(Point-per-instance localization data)
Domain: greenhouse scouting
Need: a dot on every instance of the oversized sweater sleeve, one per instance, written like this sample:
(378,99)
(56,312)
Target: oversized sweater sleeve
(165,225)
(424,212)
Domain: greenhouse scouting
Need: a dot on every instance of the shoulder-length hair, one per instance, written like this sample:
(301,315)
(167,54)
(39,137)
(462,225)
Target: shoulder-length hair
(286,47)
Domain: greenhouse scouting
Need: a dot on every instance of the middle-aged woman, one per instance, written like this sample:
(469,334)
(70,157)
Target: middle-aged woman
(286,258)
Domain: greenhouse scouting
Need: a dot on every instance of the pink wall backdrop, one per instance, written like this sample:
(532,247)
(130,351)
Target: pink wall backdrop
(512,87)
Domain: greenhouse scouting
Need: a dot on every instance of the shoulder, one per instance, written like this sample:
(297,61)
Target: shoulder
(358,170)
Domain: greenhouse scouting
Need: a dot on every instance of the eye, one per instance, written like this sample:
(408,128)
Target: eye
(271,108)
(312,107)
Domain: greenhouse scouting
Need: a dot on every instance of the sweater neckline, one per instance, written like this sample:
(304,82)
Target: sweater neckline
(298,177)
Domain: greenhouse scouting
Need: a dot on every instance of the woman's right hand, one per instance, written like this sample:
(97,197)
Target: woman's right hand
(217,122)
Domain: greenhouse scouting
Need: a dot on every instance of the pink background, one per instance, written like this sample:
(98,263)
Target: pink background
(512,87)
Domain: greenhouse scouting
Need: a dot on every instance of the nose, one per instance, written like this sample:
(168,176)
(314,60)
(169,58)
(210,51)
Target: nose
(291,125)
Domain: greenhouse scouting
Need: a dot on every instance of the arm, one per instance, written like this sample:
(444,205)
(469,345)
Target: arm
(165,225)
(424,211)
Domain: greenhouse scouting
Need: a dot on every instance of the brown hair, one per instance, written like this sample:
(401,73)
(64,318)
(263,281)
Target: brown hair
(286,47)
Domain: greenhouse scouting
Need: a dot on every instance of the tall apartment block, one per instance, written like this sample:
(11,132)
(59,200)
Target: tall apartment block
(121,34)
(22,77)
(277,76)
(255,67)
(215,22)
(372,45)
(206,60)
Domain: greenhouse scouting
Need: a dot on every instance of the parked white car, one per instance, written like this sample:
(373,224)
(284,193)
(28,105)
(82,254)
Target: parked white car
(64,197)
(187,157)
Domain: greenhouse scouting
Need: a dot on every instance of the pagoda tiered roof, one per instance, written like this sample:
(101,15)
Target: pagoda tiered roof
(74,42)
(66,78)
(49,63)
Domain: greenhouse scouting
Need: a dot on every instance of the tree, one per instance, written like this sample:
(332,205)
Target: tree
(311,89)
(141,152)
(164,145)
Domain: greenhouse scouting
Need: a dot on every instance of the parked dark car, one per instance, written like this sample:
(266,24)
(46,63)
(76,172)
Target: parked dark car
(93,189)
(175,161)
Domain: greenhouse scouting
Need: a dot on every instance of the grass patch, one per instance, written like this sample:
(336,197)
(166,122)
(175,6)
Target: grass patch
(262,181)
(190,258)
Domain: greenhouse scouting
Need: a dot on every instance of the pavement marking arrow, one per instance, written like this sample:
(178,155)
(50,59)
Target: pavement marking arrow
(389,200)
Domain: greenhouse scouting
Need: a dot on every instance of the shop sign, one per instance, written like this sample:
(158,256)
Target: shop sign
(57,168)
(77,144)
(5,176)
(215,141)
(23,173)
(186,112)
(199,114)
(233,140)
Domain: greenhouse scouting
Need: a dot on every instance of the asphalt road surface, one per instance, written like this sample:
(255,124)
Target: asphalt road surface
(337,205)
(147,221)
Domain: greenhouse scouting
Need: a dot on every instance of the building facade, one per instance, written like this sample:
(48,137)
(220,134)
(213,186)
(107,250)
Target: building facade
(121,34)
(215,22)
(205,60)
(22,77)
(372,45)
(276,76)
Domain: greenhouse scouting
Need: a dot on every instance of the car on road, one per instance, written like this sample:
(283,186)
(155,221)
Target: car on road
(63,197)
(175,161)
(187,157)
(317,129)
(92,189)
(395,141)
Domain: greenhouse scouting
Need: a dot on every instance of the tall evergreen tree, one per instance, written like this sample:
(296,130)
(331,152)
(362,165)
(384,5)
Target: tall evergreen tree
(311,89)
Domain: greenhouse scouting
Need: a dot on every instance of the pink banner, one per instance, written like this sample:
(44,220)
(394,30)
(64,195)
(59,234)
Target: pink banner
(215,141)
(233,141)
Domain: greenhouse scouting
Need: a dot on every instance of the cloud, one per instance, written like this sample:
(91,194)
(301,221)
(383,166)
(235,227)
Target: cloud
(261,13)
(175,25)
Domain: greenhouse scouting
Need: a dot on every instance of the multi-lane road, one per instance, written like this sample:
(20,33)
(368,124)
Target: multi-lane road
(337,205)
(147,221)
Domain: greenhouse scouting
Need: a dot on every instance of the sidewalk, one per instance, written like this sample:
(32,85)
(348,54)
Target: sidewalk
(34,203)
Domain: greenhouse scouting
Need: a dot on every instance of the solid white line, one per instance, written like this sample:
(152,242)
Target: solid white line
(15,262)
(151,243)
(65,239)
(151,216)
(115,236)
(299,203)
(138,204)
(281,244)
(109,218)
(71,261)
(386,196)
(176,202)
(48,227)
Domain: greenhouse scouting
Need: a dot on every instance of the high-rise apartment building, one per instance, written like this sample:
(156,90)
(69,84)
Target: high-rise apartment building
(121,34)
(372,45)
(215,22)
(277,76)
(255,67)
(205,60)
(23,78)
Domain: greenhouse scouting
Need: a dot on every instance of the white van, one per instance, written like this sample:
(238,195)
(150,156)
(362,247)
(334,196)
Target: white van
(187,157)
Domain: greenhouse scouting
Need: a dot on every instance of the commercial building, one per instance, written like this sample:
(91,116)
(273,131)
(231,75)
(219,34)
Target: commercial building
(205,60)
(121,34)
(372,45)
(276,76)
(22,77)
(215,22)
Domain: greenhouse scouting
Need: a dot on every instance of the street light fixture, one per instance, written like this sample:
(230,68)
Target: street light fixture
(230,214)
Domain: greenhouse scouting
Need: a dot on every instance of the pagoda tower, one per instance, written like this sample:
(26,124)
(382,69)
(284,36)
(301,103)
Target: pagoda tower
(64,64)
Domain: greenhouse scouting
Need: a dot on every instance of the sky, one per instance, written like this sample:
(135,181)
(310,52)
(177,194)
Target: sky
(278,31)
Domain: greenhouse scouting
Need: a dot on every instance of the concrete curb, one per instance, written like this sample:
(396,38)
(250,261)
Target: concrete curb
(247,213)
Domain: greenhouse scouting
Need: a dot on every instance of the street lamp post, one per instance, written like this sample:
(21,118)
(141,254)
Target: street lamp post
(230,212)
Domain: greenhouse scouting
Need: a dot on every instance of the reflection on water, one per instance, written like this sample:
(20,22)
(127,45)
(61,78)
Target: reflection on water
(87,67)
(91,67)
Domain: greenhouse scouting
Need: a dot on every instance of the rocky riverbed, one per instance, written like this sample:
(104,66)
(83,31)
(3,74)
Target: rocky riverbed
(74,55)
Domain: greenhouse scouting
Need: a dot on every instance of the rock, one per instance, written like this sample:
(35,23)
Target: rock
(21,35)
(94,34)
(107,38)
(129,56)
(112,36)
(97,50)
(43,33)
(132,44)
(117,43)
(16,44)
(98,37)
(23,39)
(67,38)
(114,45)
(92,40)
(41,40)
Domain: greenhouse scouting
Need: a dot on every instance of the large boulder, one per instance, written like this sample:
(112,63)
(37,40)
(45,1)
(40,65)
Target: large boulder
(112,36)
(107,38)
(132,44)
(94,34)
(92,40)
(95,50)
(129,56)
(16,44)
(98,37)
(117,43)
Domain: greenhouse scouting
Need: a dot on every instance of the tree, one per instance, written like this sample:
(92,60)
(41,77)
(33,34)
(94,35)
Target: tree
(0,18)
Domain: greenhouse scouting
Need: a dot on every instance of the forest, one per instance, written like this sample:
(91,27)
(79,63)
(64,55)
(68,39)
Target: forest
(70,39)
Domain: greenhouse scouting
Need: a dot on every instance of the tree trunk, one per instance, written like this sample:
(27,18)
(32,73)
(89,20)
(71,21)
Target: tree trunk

Aim of the exercise
For the string "trunk", tally the lines above that contain it and give only the figure.

Answer to this task
2